(Natural-language object grounding data)
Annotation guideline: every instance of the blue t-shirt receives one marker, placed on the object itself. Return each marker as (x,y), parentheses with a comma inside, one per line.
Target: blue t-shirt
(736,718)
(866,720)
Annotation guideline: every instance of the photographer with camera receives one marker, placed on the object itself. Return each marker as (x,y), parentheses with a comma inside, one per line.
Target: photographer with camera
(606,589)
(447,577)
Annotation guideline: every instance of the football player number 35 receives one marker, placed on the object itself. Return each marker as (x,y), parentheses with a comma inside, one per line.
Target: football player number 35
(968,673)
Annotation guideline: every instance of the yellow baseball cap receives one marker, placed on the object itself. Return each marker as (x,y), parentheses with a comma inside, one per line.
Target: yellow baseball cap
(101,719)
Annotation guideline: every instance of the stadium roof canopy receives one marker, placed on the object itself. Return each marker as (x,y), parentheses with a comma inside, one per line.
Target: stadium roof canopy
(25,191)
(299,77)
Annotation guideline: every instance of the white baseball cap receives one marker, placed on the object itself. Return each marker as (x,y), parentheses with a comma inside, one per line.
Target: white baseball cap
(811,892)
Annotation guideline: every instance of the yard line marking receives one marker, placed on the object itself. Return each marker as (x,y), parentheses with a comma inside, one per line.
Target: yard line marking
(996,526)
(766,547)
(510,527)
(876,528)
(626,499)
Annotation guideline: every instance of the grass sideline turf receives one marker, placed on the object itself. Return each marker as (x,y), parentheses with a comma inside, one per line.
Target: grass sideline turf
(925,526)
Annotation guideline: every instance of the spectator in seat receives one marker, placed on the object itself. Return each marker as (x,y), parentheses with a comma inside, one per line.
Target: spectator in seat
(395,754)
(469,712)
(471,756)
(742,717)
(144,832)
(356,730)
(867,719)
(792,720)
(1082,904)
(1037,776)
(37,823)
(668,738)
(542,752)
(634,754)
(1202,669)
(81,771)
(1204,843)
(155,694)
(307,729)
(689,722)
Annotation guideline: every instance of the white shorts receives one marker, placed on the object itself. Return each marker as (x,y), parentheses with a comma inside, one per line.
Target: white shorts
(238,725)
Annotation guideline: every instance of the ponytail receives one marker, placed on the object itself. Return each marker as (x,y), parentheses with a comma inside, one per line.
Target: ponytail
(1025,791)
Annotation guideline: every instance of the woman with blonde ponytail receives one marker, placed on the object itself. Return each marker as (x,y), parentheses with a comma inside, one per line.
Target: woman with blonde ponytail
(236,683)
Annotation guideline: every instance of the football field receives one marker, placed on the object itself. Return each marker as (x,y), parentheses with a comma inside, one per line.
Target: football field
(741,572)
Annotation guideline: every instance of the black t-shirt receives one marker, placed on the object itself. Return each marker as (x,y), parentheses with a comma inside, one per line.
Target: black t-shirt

* _What the exercise asks_
Print exactly the lines that run from the line containing "Annotation guideline: every instance of the black" to the end of the data, both ends included.

* _Solution for this problem_
Annotation guideline: every instance of the black t-shirt receives one marker, placed on the object itself. Return each marker as (x,y), parentheses with a comma inside, one per line.
Target: black t-shirt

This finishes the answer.